▶ SUPPLIED TEXT:

Leon Trotsky

Lessons Of The Capitulations

(Obituary Reflections)

Written & Dated: February, 1930
First published: The Militant, Vol. III, No. 16, pp. 6–7, April 19, 1930. Signed by Trotsky under the pseudonym “Alpha”
Translated: The Militant, unknown.
Transcription/HTML Markup: D. Walters
Editing/Proofreading: Some corrections to grammar and spelling were made to the text. Sub-heads are all original from The Militant.
Copyleft: Leon Trotsky Internet Archive (www.marxists.org) 2011. Permission is granted to copy and/or distribute this document under the terms of the Creative Commons Attribution-ShareAlike 2.0 .

There have been many conjectures about the capitulation of Bukharin, Rykov, and Tomsky. Is it a shrewd manoeuvre on the part of the Right, or does it mean a renewal of the right-centre bloc? These guesses in themselves are without much content. Maybe the troika of the Right secretly dreams about the approach of favourable conditions when it will once more raise its head; maybe, in view of the alarming economic symptoms, it is sorry for having recanted too hastily. It is quite possible, however, that the Stalinists consider it useful to keep the Right on hand, in case of a new turn. But these considerations are of no significance. What is important politically is that at the peak of the “ultra-left” course the bloc between the centrists and the Right was renewed, while repression against the Left was not relaxed, but intensified. Rykov, despite everything, is still the president of the Council of People’s Commissars, but Rakovsky cures his ailing heart in below-freezing weather at Barnaul. Tomsky and Rykov are on the Politburo, Bukharin is on the Central Committee, but Sosnovsky, B. Mdivani, Kavtaradze are in jail; Uglanov is the commissar of labour, but Blumkin is shot – yes, Blumkin is shot! These are the politically decisive facts in appraising the course of the Left as a whole.

However, the capitulation of all of the leaders of the Right after the capitulation of some of the Left is a fact of no little importance in itself. The significance of these ritualist capitulations for the fate of the Party will become clear if we look at them not from the viewpoint of subjective intrigues but of objective symptoms. One lesson, one conclusion, emerges above all others from the twists and turns of the last six years: the relentless, systematic, continuous stifling of the Party.

▶ TASK 1: Please output the part of the passage on the capitulations starting with "Transcription/HTML Markup: D." and going on through "from The Militant.".
▶ TASK 2: Translate this sentence from the passage on the capitulations into Spanish: "These guesses in themselves are without much content."
▶ TASK 3: In one to three sentences, explain why the passage on the capitulations treats the guesses about the Right's motives as unimportant.
The items in the dataset excerpts are separate material, unconnected to the passage on the capitulations.

[Dataset excerpts]
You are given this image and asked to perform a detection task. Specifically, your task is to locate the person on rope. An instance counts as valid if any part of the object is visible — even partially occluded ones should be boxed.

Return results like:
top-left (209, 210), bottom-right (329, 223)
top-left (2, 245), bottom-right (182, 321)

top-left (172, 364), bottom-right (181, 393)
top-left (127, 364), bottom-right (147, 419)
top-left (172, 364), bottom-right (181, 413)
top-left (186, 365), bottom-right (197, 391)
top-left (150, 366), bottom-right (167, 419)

--

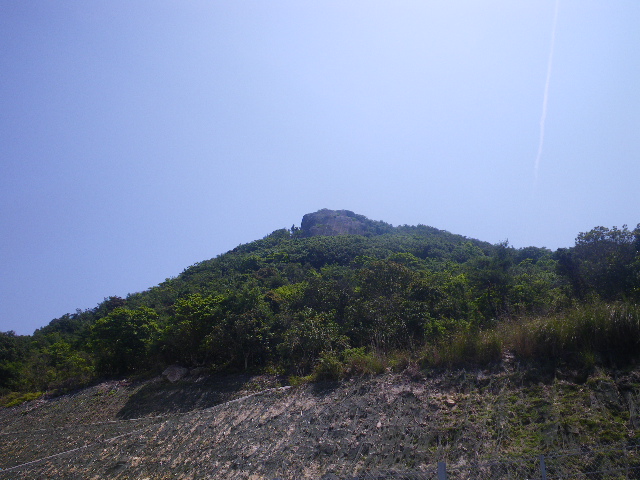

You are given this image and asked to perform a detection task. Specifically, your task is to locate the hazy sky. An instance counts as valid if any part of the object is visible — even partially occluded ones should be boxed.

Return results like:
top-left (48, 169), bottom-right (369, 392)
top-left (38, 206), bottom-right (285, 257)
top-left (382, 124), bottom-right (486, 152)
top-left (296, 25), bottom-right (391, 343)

▶ RESULT 1:
Transcription/HTML Markup: D. Walters
Editing/Proofreading: Some corrections to grammar and spelling were made to the text. Sub-heads are all original from The Militant.

▶ RESULT 2: Estas conjeturas, en sí mismas, no tienen mucho contenido.

▶ RESULT 3: The passage holds that the political point is not the Right's motives. What matters is that, at the peak of the "ultra-left" course, the bloc between the centrists and the Right was renewed while repression against the Left was intensified rather than relaxed.